◆ **SET PROBLEM**: Copy the data below word for word, line by line and in the same order.

[Start INPUT FOR THIS TASK]

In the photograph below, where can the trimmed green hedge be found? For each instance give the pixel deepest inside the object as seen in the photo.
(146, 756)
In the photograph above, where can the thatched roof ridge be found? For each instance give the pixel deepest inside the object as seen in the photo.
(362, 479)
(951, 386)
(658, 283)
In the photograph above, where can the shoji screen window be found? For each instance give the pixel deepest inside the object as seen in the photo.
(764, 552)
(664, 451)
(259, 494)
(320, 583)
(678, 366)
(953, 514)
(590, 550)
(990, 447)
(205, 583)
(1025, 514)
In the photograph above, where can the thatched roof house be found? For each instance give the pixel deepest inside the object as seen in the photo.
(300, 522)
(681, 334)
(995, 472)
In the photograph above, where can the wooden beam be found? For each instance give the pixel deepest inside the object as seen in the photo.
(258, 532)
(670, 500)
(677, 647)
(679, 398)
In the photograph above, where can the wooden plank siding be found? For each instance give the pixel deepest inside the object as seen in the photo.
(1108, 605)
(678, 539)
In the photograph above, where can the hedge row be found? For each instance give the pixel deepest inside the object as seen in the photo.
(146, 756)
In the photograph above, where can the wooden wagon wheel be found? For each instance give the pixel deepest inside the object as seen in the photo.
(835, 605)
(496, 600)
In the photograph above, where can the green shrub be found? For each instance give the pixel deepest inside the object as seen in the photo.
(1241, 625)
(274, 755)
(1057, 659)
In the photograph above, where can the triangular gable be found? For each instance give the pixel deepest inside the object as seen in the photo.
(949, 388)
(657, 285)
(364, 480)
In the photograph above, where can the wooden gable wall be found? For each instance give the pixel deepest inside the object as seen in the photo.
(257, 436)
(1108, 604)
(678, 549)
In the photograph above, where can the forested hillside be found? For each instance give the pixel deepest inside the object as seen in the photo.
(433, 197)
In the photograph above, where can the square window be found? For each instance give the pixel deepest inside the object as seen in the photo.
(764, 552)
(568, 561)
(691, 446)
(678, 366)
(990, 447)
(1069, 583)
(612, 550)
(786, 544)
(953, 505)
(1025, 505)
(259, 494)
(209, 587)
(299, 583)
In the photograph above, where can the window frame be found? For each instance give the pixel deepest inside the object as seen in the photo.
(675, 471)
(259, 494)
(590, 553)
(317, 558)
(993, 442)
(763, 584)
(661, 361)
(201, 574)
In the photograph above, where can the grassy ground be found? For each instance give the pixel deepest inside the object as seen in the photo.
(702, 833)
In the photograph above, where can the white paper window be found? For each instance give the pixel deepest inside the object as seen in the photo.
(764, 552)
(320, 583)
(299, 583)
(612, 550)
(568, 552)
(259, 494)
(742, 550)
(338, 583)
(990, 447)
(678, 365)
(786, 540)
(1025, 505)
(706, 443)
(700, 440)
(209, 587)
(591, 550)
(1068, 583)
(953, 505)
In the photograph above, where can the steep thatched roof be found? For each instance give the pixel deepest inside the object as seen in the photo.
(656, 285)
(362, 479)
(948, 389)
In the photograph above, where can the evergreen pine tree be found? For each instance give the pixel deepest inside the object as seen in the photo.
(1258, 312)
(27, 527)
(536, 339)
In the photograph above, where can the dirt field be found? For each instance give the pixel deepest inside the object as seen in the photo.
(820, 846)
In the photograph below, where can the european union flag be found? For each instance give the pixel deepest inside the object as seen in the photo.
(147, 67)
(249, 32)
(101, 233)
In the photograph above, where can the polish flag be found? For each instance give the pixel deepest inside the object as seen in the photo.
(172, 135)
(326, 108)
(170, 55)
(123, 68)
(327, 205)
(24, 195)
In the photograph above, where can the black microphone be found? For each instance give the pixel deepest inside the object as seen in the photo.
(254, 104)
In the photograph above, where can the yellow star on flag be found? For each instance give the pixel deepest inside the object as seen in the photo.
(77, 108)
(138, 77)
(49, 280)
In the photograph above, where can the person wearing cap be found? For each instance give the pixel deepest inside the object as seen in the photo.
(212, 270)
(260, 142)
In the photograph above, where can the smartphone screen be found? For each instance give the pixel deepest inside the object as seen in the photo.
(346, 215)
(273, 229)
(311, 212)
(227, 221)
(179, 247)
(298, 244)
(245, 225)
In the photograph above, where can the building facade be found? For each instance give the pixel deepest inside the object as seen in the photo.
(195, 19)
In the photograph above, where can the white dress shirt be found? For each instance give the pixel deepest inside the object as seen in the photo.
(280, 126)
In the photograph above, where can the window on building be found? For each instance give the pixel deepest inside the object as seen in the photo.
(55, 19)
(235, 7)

[End INPUT FOR THIS TASK]

◆ **TASK SOLUTION**:
In the photograph below, where can the trimmed green hedge be found? For each instance give the pixel deepest inside the object as seen in the photo.
(146, 756)
In the photograph above, where can the thatched roof ridge be found? For each instance give the pixel deepest inside the object as seen in the photo.
(362, 479)
(951, 386)
(658, 283)
In the photograph above, where can the shoji screen window be found? For each instance give the pixel deepest inside the object as seen in the photo.
(764, 552)
(664, 451)
(259, 494)
(320, 583)
(678, 366)
(953, 514)
(590, 550)
(990, 447)
(205, 583)
(1025, 514)
In the photograph above, where can the thatched roof house be found? For each instance give the pixel deepest inside the object as seen in the photo.
(300, 522)
(681, 334)
(995, 472)
In the photograph above, where can the wooden beam be found? For each instance give the pixel deepest inside the object as seen in the photo.
(258, 532)
(670, 500)
(677, 647)
(679, 398)
In the photograph above, where can the wooden plank siding be found? For each instance give the pixel deepest inside the object as seen in the photo.
(1108, 605)
(678, 539)
In the photograph above, where can the hedge row be found? For each instance give the pixel deepest inside the object as seen in the photo.
(146, 756)
In the photograph above, where can the wooden wagon wheel be found? For each instance give the pixel deepest inside the object as seen in the photo.
(835, 605)
(496, 600)
In the photograph above, where can the green shrub be found? For each instance give the pixel deepest inside the object as seen in the photo.
(1241, 625)
(274, 755)
(1057, 659)
In the photograph above, where can the triangular gable be found? For each instance give the pixel deepest inside the object as seen in the photo.
(949, 388)
(657, 285)
(364, 480)
In the photograph above, where can the wooden gable wall be found? For each instance give the pixel deepest inside the object as seen in the photo.
(257, 436)
(1108, 604)
(678, 549)
In the photograph above, where can the forested hillside be found? For each instance give the pixel deepest inside the object as seen in the photo.
(433, 197)
In the photograph above, where can the square window be found? For each instance give the pixel deepest inside the object as seen in the photo.
(764, 552)
(568, 561)
(691, 446)
(678, 366)
(990, 447)
(1069, 583)
(612, 550)
(786, 544)
(953, 505)
(1025, 505)
(259, 494)
(209, 587)
(299, 583)
In the photograph above, where can the window frame be found? For each instance give the pixel deepest inside the object as seen in the photo.
(675, 471)
(259, 494)
(590, 553)
(317, 558)
(993, 442)
(763, 584)
(661, 361)
(201, 574)
In the photograph above, where can the grassy ground be found? For each instance give the pixel deepest inside the object as seen in the photo.
(702, 833)
In the photograph above, where can the white paper window be found? For each instance give the pixel deepest inside the object as seen in the photo.
(764, 552)
(320, 583)
(299, 583)
(612, 550)
(568, 552)
(259, 494)
(742, 550)
(338, 583)
(990, 447)
(678, 365)
(786, 540)
(1025, 505)
(706, 443)
(700, 440)
(209, 587)
(591, 550)
(1068, 583)
(953, 505)
In the photograph above, where can the steep thatched roof be found? For each instance give the pixel deepest inside the object as seen in the photo.
(656, 285)
(362, 479)
(948, 389)
In the photograph above, where can the evergreen pine tree be found? For each instance give the pixel deepest inside the object as seen in the photo.
(1258, 312)
(27, 527)
(536, 339)
In the photograph above, where can the dirt field be found? For each instance give the pixel deepest inside the object as seen in the photo.
(820, 846)
In the photograph below, where can the european union flag be found? For each instance give the pixel deepest inside the object as seen in the photo.
(147, 67)
(249, 32)
(101, 233)
In the photograph above, where can the polish flag be found? For each instance give the pixel deepest inside the object as seen in the photo.
(172, 135)
(326, 108)
(170, 55)
(123, 68)
(327, 205)
(24, 195)
In the photograph above, where can the black microphone be found? For each instance give the pixel deepest inside the object as seen in the photo.
(254, 104)
In the photograph above, where can the yellow star on flag be found? For each instance give the pixel deepest inside the object as seen in the photo.
(77, 108)
(138, 77)
(49, 280)
In the photograph above, where can the person wearing cap be found? For each instance give the pixel deepest inside the object as seen in the photo.
(212, 270)
(260, 142)
In the photograph above, where can the smartphone screen be found? For each instance give the pixel deepest inside the object as seen in the photo.
(346, 215)
(273, 229)
(311, 212)
(227, 221)
(179, 247)
(298, 244)
(245, 225)
In the photograph above, where can the building facade be found? For each instance give the pixel deepest inside the object as seen in the photo.
(195, 19)
In the photograph above, where can the white dress shirt be found? For each instance give the pixel deepest inside the object as seen in the photo.
(280, 126)
In the photograph above, where can the window on building be found? For each instance give the pixel deepest inside the object as seen in the photo.
(55, 19)
(235, 7)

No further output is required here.